### What you will do
From the line containing "Query: front bumper" to the last line below, retype everything word for word.

### Input data
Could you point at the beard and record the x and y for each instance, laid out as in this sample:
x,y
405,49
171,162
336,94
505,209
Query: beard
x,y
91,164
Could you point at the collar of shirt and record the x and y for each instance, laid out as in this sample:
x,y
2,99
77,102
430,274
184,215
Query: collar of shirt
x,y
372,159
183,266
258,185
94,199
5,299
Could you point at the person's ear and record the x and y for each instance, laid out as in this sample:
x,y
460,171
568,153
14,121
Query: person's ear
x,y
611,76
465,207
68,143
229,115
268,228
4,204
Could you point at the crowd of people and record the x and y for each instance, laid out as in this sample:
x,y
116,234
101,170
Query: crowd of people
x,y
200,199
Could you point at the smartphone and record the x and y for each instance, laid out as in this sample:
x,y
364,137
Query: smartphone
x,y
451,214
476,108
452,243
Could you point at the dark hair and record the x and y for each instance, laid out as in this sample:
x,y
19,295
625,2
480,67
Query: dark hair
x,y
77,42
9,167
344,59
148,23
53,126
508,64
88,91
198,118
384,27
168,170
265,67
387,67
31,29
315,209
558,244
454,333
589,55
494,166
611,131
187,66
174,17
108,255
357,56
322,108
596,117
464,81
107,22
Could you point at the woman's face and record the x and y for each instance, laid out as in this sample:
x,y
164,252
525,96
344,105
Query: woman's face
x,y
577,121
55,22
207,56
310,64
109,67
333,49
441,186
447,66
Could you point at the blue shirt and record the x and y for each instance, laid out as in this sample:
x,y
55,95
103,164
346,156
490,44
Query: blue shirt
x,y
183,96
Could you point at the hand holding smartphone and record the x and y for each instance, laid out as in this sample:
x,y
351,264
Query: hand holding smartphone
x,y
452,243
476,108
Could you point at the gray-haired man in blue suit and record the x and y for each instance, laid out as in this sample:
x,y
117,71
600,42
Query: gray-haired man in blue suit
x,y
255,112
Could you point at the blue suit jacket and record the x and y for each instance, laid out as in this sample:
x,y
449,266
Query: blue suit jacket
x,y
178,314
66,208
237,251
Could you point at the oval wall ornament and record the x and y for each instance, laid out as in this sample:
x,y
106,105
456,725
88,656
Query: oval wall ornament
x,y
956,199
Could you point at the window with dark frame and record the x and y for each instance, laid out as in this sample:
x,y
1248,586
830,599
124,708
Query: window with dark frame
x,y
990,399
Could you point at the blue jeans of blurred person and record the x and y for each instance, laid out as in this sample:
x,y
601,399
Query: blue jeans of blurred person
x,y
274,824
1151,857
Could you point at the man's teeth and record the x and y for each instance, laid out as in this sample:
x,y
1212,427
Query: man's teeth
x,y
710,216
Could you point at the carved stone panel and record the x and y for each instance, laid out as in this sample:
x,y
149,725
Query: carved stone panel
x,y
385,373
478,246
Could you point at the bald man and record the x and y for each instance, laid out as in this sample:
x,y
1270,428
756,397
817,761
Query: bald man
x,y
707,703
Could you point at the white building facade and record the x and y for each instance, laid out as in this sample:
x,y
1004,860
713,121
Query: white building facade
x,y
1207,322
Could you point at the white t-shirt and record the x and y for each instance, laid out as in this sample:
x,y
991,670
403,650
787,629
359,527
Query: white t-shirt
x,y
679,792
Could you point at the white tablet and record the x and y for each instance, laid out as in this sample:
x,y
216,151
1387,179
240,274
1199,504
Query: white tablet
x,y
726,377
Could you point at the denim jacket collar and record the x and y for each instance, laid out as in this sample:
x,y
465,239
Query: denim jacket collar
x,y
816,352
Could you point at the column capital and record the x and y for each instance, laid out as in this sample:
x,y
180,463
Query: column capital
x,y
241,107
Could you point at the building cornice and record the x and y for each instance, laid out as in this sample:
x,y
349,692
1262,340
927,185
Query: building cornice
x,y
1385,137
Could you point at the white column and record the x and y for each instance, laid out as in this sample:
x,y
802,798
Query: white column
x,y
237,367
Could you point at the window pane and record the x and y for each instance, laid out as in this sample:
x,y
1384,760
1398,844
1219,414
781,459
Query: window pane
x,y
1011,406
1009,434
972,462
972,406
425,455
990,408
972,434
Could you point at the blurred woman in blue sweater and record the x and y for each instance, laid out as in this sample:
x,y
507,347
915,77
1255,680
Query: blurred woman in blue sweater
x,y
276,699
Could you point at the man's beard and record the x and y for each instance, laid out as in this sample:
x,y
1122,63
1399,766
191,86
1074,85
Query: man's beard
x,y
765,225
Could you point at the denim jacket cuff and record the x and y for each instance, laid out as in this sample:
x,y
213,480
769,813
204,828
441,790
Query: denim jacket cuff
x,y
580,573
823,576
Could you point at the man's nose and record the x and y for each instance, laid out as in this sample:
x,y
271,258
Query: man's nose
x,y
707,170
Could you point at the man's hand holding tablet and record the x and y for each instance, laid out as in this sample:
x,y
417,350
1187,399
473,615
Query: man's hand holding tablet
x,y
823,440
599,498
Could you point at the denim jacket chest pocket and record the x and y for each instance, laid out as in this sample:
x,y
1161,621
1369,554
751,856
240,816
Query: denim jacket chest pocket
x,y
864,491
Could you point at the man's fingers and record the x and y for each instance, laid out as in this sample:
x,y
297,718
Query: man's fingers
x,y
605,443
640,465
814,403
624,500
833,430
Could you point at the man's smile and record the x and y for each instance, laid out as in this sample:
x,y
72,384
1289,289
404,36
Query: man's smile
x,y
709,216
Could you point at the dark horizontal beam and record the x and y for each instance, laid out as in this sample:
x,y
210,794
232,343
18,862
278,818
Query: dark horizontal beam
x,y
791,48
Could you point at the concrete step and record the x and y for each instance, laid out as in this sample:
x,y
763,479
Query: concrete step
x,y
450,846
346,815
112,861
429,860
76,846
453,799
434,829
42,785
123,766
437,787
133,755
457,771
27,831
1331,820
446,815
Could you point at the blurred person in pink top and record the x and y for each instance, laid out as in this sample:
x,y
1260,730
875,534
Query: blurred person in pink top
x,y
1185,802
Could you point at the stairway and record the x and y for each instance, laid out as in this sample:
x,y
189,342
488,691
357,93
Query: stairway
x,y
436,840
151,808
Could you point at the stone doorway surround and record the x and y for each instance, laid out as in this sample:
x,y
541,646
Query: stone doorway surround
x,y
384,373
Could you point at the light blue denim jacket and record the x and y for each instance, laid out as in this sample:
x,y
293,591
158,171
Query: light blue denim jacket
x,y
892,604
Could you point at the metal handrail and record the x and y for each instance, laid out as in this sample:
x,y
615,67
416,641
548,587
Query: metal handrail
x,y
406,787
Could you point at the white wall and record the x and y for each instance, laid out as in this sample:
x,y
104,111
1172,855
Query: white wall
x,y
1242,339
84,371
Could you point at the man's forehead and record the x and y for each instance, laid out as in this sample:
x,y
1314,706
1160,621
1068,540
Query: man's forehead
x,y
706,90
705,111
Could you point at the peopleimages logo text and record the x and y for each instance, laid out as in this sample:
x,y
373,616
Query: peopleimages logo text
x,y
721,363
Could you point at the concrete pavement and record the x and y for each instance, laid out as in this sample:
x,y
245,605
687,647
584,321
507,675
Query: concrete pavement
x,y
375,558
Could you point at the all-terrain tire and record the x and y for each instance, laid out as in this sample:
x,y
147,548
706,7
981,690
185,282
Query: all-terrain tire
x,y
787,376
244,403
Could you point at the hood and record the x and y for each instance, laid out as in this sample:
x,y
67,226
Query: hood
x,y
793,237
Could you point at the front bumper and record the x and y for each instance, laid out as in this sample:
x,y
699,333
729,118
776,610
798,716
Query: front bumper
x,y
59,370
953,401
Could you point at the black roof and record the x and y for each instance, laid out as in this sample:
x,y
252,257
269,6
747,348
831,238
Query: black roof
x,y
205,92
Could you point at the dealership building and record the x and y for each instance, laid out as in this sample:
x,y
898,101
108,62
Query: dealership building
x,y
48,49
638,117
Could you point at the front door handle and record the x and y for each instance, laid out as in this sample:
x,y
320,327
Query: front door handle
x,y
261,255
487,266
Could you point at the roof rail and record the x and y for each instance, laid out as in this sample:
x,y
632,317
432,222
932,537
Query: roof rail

### Answer space
Query: front bumper
x,y
59,370
953,401
Could you point at the black roof and record the x and y for each instance, laid out as in this sample:
x,y
252,257
269,6
747,348
831,238
Query: black roof
x,y
205,92
Could you point at the dealership building and record the x and y for each instance, laid out as in this sample:
x,y
898,101
108,62
Query: dealership building
x,y
48,49
638,117
Could you point at the front door handle and record the x and y for each instance, laid out as in this sample:
x,y
320,327
Query: front door handle
x,y
261,255
487,266
Could you point at the roof rail and record the x and y for each instance, laid out as in this sample:
x,y
632,317
432,222
932,537
Query: roof rail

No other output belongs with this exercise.